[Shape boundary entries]

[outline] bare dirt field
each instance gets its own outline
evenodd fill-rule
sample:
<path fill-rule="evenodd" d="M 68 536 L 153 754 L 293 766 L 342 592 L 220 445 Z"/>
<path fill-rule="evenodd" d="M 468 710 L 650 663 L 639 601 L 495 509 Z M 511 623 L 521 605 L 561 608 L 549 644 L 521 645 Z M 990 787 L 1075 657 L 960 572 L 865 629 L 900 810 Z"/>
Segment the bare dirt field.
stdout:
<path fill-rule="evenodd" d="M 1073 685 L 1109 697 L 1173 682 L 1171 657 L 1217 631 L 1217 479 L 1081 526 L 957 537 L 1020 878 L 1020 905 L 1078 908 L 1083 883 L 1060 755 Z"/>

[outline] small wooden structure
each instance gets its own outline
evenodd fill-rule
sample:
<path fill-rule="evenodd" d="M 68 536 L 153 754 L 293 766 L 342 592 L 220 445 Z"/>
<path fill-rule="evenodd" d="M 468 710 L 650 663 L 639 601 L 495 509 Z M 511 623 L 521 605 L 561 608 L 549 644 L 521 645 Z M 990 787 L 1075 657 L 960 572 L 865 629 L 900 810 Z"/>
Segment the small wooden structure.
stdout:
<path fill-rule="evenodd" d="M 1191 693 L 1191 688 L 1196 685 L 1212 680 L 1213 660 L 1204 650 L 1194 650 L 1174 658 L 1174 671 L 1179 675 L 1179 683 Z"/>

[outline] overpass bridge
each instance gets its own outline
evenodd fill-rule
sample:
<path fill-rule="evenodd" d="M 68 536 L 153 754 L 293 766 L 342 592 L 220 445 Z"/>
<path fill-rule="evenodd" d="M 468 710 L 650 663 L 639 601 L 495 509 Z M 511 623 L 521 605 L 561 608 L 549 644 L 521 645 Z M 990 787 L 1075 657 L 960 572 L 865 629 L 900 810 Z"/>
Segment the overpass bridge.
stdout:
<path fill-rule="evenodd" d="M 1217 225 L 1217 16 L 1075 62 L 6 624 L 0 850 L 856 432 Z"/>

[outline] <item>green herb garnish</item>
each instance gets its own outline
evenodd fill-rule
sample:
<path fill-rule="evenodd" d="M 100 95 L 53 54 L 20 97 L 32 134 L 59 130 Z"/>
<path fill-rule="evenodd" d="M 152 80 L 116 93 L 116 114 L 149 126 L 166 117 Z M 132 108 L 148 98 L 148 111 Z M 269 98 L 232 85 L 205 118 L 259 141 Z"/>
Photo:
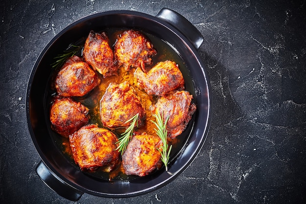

> [Task description] Pick out each line of the listing above that contains the string "structure", and copy those lines.

> [Reply]
[outline] small wooden structure
Segment the small wooden structure.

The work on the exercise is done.